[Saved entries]

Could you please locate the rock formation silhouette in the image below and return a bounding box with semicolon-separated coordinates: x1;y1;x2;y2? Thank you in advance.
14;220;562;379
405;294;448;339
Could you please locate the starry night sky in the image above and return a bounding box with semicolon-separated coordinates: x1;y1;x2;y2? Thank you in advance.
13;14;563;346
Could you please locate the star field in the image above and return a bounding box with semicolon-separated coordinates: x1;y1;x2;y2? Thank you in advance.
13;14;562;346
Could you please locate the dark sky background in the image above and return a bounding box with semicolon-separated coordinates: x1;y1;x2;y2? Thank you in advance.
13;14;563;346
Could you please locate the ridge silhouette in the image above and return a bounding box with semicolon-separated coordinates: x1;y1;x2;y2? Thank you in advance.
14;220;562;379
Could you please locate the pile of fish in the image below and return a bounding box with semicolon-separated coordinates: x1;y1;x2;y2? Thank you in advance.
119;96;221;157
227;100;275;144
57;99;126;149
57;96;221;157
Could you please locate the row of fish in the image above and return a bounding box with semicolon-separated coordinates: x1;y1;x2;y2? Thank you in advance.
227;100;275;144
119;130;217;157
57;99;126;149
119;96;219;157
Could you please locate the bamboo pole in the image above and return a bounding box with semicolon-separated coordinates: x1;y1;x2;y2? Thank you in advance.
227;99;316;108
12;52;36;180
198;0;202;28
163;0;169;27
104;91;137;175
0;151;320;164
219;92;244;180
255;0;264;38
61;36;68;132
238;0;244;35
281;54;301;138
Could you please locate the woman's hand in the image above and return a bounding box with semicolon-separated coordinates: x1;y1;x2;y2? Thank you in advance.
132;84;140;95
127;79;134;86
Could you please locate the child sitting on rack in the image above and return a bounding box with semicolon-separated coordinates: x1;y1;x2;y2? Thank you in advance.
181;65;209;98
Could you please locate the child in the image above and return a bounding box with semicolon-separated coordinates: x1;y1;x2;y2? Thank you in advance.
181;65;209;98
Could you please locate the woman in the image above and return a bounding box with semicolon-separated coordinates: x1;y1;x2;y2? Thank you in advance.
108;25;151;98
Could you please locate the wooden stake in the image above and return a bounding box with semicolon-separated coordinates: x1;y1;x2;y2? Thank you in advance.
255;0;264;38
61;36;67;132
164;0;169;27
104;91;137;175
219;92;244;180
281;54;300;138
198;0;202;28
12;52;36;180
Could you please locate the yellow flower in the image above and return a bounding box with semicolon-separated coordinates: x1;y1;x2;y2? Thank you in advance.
...
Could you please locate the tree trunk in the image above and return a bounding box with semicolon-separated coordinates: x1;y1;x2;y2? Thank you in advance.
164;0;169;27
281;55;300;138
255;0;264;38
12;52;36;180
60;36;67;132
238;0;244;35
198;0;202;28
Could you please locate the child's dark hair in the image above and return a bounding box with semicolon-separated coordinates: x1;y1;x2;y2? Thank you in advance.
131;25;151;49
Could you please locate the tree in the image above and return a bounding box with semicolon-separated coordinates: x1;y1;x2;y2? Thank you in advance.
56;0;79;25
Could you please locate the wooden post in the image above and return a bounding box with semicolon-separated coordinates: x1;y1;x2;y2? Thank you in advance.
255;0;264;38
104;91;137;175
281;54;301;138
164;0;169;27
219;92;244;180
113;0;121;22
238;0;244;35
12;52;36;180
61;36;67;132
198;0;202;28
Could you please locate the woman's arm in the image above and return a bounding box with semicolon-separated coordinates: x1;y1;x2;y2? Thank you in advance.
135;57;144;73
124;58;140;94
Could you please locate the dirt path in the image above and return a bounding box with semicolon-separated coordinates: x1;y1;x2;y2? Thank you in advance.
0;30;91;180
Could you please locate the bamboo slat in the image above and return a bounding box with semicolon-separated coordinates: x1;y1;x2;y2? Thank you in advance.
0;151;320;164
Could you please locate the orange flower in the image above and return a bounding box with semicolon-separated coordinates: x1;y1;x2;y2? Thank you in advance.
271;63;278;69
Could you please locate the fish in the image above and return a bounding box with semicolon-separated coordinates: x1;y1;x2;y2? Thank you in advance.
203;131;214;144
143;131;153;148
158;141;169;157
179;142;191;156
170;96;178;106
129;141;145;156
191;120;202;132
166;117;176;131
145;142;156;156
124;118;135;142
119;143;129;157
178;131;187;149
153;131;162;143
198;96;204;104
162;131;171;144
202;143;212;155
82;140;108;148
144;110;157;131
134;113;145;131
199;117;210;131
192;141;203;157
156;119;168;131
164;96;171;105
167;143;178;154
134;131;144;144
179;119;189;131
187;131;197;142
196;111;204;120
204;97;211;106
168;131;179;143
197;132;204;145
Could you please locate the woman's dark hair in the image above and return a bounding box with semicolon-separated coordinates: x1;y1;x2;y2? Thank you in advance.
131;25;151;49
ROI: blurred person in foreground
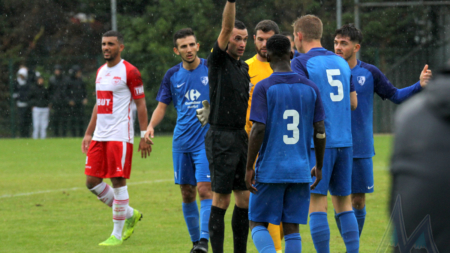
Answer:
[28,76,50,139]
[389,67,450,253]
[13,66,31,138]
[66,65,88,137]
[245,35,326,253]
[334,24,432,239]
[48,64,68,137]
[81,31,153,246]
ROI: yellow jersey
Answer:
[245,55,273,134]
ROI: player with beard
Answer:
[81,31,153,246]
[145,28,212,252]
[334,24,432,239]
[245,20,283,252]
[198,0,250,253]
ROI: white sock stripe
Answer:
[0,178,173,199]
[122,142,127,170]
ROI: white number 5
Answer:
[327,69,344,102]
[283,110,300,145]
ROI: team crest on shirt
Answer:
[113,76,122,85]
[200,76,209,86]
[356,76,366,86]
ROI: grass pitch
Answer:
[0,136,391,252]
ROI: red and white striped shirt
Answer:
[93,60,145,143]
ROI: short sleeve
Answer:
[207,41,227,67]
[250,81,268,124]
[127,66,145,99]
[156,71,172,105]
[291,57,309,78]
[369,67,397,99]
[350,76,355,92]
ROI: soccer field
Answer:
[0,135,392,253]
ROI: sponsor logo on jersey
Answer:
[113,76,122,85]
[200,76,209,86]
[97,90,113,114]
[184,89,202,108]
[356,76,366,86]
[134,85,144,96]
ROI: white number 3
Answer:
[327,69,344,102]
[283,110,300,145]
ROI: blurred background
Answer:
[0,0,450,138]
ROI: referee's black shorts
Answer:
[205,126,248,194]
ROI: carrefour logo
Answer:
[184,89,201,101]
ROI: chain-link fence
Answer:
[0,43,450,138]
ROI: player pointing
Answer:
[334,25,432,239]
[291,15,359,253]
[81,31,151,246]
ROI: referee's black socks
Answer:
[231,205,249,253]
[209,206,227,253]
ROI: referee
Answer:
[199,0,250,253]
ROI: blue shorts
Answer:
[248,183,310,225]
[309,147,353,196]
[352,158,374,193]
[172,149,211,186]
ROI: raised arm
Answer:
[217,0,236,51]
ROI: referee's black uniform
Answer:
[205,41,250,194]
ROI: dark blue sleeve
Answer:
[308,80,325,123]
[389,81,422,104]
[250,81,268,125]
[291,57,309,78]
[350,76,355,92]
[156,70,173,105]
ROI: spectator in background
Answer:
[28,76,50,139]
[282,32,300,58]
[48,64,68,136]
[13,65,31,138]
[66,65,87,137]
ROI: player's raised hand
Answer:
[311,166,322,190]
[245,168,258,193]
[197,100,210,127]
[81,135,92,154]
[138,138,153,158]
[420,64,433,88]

* _Given instruction_
Gather every line in the records above that contains the string "referee".

* _Output below_
ROI: referee's black shorts
ROI: referee's black socks
ROI: referee
ROI: referee's black uniform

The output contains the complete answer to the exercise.